(Task description) Please rewrite the items below starting with the line containing "</instance>" and going on through the end of the items, changing "rough mask" to "coarse mask" and leaving everything else unchanged.

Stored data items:
......

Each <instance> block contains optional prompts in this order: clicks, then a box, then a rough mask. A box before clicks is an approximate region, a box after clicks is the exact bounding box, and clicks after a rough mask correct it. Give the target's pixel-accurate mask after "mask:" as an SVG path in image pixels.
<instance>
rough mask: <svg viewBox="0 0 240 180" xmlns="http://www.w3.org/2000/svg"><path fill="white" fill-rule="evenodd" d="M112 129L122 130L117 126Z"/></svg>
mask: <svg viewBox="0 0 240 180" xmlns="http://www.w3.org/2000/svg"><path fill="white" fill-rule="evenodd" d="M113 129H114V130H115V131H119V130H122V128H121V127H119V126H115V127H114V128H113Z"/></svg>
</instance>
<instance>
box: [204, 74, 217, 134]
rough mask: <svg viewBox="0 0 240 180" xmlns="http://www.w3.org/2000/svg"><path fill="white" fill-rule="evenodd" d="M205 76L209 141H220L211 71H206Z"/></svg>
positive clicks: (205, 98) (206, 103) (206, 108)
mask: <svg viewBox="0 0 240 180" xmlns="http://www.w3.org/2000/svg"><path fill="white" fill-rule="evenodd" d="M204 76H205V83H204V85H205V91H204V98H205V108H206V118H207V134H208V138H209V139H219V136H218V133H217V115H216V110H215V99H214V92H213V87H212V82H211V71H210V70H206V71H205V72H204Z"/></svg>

......

(Finished task)
</instance>
<instance>
box: [204, 74, 217, 134]
coarse mask: <svg viewBox="0 0 240 180" xmlns="http://www.w3.org/2000/svg"><path fill="white" fill-rule="evenodd" d="M205 76L209 141H220L211 71H206Z"/></svg>
positive clicks: (205, 98) (206, 103) (206, 108)
mask: <svg viewBox="0 0 240 180" xmlns="http://www.w3.org/2000/svg"><path fill="white" fill-rule="evenodd" d="M204 76H205V83H204V85H205V91H204V98H205V108H206V118H207V134H208V138H209V139H219V136H218V133H217V115H216V110H215V99H214V92H213V87H212V82H211V71H210V70H206V71H205V72H204Z"/></svg>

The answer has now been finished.